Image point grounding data
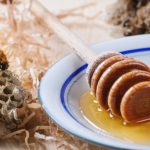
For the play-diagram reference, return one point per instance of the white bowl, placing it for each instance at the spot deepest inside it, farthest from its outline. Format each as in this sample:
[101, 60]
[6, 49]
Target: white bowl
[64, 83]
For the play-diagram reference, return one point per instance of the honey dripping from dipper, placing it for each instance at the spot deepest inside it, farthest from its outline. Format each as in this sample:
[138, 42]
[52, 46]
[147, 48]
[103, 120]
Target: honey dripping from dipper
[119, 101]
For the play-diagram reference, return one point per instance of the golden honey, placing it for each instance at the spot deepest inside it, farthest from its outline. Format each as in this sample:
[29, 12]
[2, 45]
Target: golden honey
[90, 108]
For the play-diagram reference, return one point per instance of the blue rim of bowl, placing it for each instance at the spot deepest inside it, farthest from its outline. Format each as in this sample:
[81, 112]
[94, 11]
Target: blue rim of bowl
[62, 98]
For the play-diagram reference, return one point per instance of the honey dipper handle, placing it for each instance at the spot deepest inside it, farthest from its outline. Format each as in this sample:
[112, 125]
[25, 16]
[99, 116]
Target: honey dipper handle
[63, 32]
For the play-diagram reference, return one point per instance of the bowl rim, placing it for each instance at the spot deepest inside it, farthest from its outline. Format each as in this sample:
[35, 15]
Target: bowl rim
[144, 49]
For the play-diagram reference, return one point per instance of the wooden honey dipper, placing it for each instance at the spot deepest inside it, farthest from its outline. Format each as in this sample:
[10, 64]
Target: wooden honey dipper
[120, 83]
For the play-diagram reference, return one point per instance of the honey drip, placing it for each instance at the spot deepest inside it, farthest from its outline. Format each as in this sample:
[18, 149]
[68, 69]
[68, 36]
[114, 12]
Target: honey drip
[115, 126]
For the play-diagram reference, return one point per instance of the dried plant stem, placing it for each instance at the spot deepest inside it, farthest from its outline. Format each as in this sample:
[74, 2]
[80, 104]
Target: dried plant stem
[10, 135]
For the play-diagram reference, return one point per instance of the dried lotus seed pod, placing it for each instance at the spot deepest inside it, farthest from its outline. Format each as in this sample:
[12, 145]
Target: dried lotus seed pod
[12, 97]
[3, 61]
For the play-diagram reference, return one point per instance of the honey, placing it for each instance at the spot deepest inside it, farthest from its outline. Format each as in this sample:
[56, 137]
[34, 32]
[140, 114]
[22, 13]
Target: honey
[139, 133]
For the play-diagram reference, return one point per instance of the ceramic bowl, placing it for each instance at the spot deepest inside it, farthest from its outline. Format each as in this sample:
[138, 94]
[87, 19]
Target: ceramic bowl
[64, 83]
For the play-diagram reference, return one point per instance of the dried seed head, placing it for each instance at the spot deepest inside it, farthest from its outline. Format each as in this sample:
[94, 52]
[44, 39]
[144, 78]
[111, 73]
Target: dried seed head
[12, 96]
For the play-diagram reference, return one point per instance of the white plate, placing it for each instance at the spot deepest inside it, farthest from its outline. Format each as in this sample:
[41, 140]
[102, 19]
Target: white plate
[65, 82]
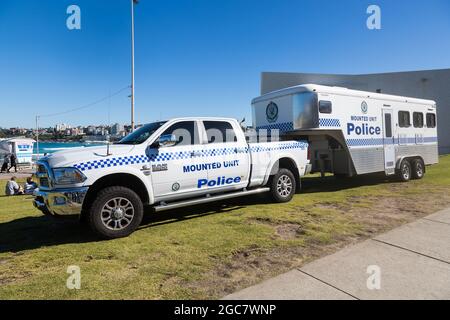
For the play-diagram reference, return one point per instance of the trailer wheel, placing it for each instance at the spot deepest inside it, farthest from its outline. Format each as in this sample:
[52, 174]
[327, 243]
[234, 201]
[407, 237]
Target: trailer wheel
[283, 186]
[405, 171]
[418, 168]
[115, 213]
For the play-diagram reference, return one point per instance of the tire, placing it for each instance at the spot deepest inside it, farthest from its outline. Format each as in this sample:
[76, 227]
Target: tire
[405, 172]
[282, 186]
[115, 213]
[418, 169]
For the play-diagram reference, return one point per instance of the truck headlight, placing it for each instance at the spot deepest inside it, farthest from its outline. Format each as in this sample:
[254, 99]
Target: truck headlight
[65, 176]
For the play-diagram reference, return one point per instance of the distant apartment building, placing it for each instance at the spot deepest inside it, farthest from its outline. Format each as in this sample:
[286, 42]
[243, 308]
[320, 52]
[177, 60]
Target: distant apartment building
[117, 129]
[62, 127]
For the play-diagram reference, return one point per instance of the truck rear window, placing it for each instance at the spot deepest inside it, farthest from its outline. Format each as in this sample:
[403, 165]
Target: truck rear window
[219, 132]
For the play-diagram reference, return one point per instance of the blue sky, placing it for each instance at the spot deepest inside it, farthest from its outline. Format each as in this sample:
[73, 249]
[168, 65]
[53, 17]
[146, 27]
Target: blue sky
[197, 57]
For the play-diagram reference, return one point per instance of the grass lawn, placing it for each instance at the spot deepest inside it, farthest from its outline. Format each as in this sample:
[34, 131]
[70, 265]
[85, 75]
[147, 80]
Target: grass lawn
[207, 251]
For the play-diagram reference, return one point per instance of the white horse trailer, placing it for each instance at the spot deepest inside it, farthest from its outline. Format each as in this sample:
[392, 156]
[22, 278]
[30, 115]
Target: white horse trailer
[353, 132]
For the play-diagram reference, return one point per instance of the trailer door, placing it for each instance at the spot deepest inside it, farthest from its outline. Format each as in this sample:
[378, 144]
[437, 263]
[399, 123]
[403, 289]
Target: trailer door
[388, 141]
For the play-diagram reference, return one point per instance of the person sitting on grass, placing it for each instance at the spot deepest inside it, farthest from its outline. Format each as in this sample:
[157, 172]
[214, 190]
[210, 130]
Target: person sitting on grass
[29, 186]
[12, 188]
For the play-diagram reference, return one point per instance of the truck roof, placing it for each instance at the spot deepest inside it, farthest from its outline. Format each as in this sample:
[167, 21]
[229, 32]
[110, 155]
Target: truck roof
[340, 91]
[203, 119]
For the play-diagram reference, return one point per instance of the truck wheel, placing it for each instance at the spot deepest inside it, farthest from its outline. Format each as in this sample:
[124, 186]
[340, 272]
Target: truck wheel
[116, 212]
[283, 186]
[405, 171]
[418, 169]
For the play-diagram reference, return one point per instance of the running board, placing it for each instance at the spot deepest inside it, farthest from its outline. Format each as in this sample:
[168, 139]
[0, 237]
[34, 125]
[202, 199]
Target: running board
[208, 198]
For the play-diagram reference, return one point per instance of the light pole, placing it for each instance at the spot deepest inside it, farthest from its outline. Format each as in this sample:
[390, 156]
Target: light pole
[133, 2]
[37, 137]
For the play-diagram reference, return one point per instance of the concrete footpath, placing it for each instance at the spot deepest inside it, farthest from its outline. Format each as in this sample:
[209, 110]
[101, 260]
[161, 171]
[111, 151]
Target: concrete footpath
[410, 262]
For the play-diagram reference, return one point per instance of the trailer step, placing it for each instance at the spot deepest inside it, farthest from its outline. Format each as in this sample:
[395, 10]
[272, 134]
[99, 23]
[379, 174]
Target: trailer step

==

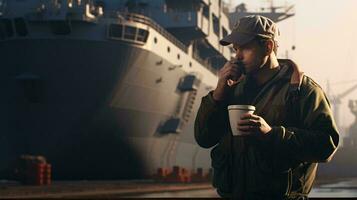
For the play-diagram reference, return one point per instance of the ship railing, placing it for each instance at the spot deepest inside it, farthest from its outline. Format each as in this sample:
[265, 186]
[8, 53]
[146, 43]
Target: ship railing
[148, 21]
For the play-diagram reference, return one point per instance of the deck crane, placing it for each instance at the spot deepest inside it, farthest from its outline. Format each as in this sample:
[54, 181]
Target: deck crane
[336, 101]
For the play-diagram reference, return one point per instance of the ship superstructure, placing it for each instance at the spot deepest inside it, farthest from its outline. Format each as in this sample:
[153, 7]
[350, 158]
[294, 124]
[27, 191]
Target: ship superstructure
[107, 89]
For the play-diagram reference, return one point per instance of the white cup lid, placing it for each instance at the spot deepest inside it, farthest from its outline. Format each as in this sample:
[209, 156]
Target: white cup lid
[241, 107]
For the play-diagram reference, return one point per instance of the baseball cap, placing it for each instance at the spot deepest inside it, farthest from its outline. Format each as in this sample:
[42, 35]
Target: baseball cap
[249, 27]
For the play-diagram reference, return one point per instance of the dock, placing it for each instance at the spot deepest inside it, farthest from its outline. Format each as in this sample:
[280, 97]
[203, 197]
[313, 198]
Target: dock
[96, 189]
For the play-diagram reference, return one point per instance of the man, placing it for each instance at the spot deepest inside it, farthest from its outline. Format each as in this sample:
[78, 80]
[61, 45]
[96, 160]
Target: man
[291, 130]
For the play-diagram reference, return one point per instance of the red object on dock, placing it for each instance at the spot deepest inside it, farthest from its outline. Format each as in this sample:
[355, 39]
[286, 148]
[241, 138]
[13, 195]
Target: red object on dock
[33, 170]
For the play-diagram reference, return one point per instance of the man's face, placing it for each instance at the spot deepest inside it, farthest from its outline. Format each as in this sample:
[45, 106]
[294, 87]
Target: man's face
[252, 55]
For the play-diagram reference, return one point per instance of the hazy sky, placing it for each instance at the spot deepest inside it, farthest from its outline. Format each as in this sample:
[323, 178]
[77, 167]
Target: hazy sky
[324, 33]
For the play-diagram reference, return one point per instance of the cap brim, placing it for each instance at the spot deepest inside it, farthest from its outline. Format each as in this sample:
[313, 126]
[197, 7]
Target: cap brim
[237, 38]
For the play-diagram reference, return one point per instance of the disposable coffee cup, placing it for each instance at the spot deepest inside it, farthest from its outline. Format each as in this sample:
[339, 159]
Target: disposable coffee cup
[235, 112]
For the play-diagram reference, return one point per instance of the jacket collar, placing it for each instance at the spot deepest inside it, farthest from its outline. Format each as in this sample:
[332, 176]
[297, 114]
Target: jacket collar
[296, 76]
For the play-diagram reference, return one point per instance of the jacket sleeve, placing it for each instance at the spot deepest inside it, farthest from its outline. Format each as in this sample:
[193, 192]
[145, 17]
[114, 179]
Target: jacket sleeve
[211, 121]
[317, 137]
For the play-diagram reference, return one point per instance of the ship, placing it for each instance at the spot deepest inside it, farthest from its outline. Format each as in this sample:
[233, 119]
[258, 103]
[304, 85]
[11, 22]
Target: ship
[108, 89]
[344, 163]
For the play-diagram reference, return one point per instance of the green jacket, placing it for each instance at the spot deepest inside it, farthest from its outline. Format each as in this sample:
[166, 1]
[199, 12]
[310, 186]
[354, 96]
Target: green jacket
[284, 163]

---

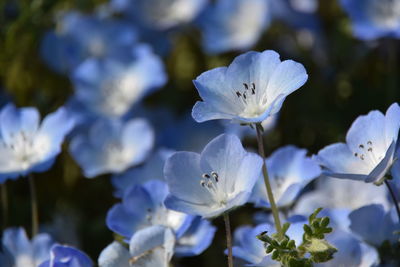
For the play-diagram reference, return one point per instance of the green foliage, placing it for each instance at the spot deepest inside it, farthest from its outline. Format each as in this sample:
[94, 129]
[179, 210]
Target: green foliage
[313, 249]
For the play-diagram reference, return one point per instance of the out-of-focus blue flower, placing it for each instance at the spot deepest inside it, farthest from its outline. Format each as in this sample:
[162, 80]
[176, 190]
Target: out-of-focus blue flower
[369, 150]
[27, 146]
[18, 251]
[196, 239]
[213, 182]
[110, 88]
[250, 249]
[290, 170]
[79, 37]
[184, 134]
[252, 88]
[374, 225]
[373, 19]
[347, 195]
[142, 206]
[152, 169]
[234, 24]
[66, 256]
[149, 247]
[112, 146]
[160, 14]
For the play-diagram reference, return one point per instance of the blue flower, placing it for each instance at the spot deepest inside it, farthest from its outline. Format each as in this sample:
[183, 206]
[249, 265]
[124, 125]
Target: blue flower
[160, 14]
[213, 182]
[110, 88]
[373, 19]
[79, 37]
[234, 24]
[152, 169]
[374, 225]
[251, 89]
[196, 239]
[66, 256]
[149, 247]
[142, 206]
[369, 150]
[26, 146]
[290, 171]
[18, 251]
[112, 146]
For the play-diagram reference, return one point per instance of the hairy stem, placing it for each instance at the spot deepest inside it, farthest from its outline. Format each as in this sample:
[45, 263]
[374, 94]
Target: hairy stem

**TASK PROMPT**
Your answer should consist of the lines above that hold the word "step".

**SOLVED PROBLEM**
For the play-diagram reference, return one point per instance of the trailer step, placing it for each instance at the spot deepest inside it, farthest from its outline. Format each as in this sample:
Target: trailer step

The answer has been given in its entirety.